DATA ROWS
____________

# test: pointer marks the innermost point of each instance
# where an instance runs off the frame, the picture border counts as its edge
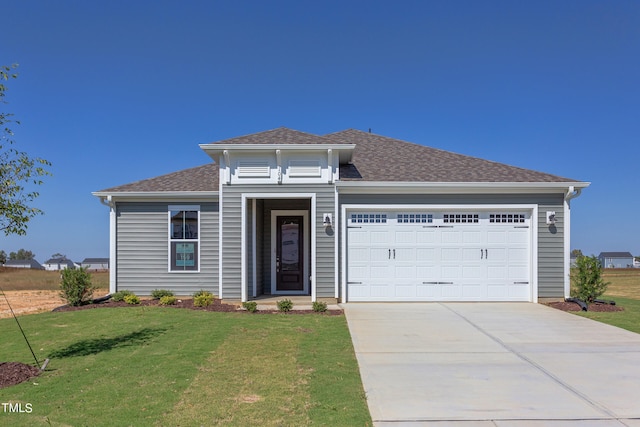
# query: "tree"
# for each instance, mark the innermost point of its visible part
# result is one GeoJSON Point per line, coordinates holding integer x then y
{"type": "Point", "coordinates": [22, 254]}
{"type": "Point", "coordinates": [17, 170]}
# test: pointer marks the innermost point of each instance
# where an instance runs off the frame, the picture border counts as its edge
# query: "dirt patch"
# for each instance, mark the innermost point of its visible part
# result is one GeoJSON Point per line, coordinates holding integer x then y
{"type": "Point", "coordinates": [29, 302]}
{"type": "Point", "coordinates": [572, 306]}
{"type": "Point", "coordinates": [12, 373]}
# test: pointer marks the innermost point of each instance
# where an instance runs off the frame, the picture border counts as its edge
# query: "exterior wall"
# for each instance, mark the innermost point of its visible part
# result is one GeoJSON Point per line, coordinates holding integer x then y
{"type": "Point", "coordinates": [232, 225]}
{"type": "Point", "coordinates": [550, 238]}
{"type": "Point", "coordinates": [142, 250]}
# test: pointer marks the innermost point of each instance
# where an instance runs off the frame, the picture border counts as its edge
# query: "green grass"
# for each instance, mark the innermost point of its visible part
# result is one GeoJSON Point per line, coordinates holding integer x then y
{"type": "Point", "coordinates": [150, 366]}
{"type": "Point", "coordinates": [624, 289]}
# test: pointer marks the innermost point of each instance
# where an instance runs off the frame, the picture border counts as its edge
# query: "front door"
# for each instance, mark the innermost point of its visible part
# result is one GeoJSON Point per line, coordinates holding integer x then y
{"type": "Point", "coordinates": [289, 253]}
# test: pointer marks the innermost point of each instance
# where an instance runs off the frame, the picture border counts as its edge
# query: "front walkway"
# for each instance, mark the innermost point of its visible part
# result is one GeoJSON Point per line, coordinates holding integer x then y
{"type": "Point", "coordinates": [493, 364]}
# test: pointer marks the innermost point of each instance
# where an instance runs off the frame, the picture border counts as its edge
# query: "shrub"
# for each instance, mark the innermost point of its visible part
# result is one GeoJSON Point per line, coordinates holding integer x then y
{"type": "Point", "coordinates": [76, 286]}
{"type": "Point", "coordinates": [250, 306]}
{"type": "Point", "coordinates": [132, 299]}
{"type": "Point", "coordinates": [159, 293]}
{"type": "Point", "coordinates": [119, 296]}
{"type": "Point", "coordinates": [319, 306]}
{"type": "Point", "coordinates": [202, 299]}
{"type": "Point", "coordinates": [586, 279]}
{"type": "Point", "coordinates": [167, 300]}
{"type": "Point", "coordinates": [285, 305]}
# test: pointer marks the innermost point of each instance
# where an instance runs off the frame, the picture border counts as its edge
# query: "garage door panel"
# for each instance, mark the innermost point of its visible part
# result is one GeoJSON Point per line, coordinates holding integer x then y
{"type": "Point", "coordinates": [435, 261]}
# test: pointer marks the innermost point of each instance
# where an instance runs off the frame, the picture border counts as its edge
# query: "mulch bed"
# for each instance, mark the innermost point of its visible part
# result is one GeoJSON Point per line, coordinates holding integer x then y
{"type": "Point", "coordinates": [572, 306]}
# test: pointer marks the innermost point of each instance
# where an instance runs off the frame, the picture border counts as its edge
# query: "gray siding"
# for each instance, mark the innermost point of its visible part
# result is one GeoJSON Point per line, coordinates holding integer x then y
{"type": "Point", "coordinates": [142, 250]}
{"type": "Point", "coordinates": [550, 239]}
{"type": "Point", "coordinates": [232, 261]}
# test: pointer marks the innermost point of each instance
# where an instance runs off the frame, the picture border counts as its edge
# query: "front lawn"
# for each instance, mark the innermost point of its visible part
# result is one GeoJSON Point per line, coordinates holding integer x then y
{"type": "Point", "coordinates": [165, 366]}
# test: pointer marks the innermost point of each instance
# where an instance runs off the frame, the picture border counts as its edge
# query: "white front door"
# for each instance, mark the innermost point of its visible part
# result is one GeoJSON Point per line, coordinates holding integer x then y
{"type": "Point", "coordinates": [438, 256]}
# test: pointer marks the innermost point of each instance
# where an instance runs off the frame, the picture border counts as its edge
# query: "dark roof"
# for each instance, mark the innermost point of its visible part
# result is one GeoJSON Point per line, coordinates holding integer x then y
{"type": "Point", "coordinates": [379, 158]}
{"type": "Point", "coordinates": [201, 178]}
{"type": "Point", "coordinates": [615, 255]}
{"type": "Point", "coordinates": [375, 158]}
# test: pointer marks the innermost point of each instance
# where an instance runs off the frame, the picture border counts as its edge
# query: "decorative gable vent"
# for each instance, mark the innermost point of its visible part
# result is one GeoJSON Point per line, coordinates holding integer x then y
{"type": "Point", "coordinates": [253, 169]}
{"type": "Point", "coordinates": [305, 168]}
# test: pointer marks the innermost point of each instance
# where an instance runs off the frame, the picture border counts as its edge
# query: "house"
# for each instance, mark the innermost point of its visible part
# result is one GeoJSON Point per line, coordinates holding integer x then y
{"type": "Point", "coordinates": [348, 216]}
{"type": "Point", "coordinates": [23, 263]}
{"type": "Point", "coordinates": [616, 259]}
{"type": "Point", "coordinates": [95, 263]}
{"type": "Point", "coordinates": [55, 264]}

____________

REQUIREMENTS
Make an exact copy of the whole listing, but don't bring over any pictures.

EXERCISE OUTPUT
# test: pointer marks the innermost point of each instance
# where an instance runs off the frame, the picture border counts as its edge
# query: "tree"
# for each instance, mark the innermost point of its visible part
# result is one GeoJSON Point per line, coordinates holding integer x then y
{"type": "Point", "coordinates": [22, 254]}
{"type": "Point", "coordinates": [17, 170]}
# test: pointer marks the innermost point of each instance
# where an instance runs off the frame, the picture border counts as its edge
# query: "dirt patch"
# for each instance, mark the innermost point of its visible part
# result is one GeoJSON Point per line, coordinates holding integer x then y
{"type": "Point", "coordinates": [29, 302]}
{"type": "Point", "coordinates": [572, 306]}
{"type": "Point", "coordinates": [12, 373]}
# test: pointer marks the innermost point of each instance
# where an instance runs off the frame, the picture border counts as its edge
# query: "exterior wall"
# for each instance, mark the innermost point of its visible part
# result is one GeoJSON Point per line, coordinates holding integer x then y
{"type": "Point", "coordinates": [232, 225]}
{"type": "Point", "coordinates": [550, 238]}
{"type": "Point", "coordinates": [142, 250]}
# test: pointer marks the innermost point of each instance
# where an instance runs off the frame, the picture border counts as its edge
# query: "green grass"
# for each instance, mark the innermost point of its visible part
# result is one GeoJSON Point per line, coordinates holding integer x then y
{"type": "Point", "coordinates": [150, 366]}
{"type": "Point", "coordinates": [624, 289]}
# test: pointer marks the innermost point of each instance
# where an instance runs off the frame, the picture border counts as its edge
# query: "front door"
# for each instance, mark the innermost point of its visible part
# result is one GeoJSON Point per line, coordinates holding integer x then y
{"type": "Point", "coordinates": [289, 253]}
# test: pointer marks the innermost point of each instance
# where an instance runs off the frame, the picture border counts as its edge
# query: "front walkway"
# for each instance, mark the innermost point of its visible part
# result is one GeoJSON Point per line, coordinates holding integer x then y
{"type": "Point", "coordinates": [493, 364]}
# test: pointer marks the innermost point of each instance
# where an instance runs off the frame, the picture border counts as its edge
# query: "shrub"
# for each instance, mark the innermost point of its visible part
# result is one GeoJSON Point per line, coordinates holding integer x then y
{"type": "Point", "coordinates": [76, 286]}
{"type": "Point", "coordinates": [250, 306]}
{"type": "Point", "coordinates": [132, 299]}
{"type": "Point", "coordinates": [159, 293]}
{"type": "Point", "coordinates": [119, 296]}
{"type": "Point", "coordinates": [319, 306]}
{"type": "Point", "coordinates": [202, 299]}
{"type": "Point", "coordinates": [586, 279]}
{"type": "Point", "coordinates": [167, 300]}
{"type": "Point", "coordinates": [285, 305]}
# test: pointer marks the innermost point of each instance
# where an instance runs off the frame, the picture border counts as its edge
# query: "garage door panel"
# for each instance, mark the innermost point of its visible part
# result is one GeoJSON Point per line, coordinates holding integer x then y
{"type": "Point", "coordinates": [435, 261]}
# test: pointer marks the innermost point of each instance
# where an instance runs off the frame, the picture border counts as its edge
# query: "mulch bed"
# for each instance, mark the innermost point of its visible part
# result is one GeoJSON Point per line, coordinates holding integer x then y
{"type": "Point", "coordinates": [572, 306]}
# test: pointer marks the innermost point of each instance
# where an instance runs off the frame, the picture border counts as its edge
# query: "gray siding"
# for each instance, mark the innermost point of its visible part
# result is one GeoJSON Point per line, coordinates holding integer x then y
{"type": "Point", "coordinates": [142, 250]}
{"type": "Point", "coordinates": [550, 239]}
{"type": "Point", "coordinates": [232, 261]}
# test: pointer marks the innermost point of each instance
# where an instance runs off the frame, the picture border counts as its edge
# query: "front lawn"
# for each instance, mark the innermost point of its visible part
# result is one GeoJSON Point per line, coordinates holding integer x then y
{"type": "Point", "coordinates": [165, 366]}
# test: pointer marks the innermost point of each instance
# where an instance runs off the frame, the picture border counts as its edge
# query: "white front door"
# for each instance, mark the innermost point of its visible part
# result is one GeoJSON Point per line, coordinates holding integer x then y
{"type": "Point", "coordinates": [438, 256]}
# test: pointer marks the innermost point of each instance
# where an instance runs off the frame, the picture border counts as its edge
# query: "dark roof"
# for each instance, mark the innermost point of its visible part
# result is one GeoJSON Point per line, coordinates holding integer x then y
{"type": "Point", "coordinates": [379, 158]}
{"type": "Point", "coordinates": [201, 178]}
{"type": "Point", "coordinates": [615, 255]}
{"type": "Point", "coordinates": [375, 158]}
# test: pointer marks the innermost point of each instance
# where an instance runs off the frame, the picture border counts as its edge
# query: "decorative gable vent"
# for each instance, mark the innermost point of its visible part
# result is one GeoJSON Point per line, coordinates holding integer x then y
{"type": "Point", "coordinates": [253, 169]}
{"type": "Point", "coordinates": [305, 168]}
# test: pointer marks the innermost point of each instance
# where an instance runs off the frame, the picture border counts as its edge
# query: "house"
# for each instance, mark the innermost point of its visible part
# result is one GeoJSON Point per line, coordinates holding integer x then y
{"type": "Point", "coordinates": [348, 216]}
{"type": "Point", "coordinates": [23, 263]}
{"type": "Point", "coordinates": [616, 259]}
{"type": "Point", "coordinates": [95, 263]}
{"type": "Point", "coordinates": [55, 264]}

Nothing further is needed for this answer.